Referring expression data:
——————————

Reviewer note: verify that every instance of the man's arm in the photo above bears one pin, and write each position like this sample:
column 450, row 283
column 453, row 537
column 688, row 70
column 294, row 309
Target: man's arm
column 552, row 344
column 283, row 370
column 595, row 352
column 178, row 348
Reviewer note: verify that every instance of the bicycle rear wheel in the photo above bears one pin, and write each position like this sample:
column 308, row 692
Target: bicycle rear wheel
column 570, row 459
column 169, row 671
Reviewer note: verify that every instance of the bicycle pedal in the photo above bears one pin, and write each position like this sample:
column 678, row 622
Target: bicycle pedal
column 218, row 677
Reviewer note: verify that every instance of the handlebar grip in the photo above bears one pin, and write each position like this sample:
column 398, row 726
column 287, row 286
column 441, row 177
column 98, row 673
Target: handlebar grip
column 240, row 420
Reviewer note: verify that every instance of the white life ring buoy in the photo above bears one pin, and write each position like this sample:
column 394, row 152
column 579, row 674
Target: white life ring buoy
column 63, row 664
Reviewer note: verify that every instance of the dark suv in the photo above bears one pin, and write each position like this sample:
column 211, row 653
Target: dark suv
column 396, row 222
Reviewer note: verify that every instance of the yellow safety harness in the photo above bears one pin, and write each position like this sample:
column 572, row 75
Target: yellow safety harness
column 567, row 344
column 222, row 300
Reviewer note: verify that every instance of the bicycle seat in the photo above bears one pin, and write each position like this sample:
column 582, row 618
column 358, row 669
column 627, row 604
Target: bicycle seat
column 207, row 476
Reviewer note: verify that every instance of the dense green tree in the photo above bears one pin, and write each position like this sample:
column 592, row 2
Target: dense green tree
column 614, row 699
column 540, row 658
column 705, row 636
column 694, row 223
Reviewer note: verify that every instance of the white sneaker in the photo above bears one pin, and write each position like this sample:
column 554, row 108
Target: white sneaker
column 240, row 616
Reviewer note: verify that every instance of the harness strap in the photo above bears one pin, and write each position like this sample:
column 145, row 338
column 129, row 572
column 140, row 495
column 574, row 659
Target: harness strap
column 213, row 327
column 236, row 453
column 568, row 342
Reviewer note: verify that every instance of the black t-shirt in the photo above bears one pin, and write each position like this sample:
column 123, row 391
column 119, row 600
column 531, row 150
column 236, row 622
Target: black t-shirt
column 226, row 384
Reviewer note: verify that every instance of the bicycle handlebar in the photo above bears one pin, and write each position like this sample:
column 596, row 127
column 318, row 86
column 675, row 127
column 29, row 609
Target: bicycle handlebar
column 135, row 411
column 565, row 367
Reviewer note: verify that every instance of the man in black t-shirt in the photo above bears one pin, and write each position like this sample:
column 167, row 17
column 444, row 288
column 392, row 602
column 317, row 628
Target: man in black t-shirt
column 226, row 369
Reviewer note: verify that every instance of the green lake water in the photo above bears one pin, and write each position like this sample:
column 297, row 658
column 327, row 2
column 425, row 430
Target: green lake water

——————————

Activity. Note down each line above where the word "lake" occurs.

Expected answer.
Reviewer note: verify that every instance of the green lake water in the photo above bears one pin, and write each position like this sample:
Target: green lake water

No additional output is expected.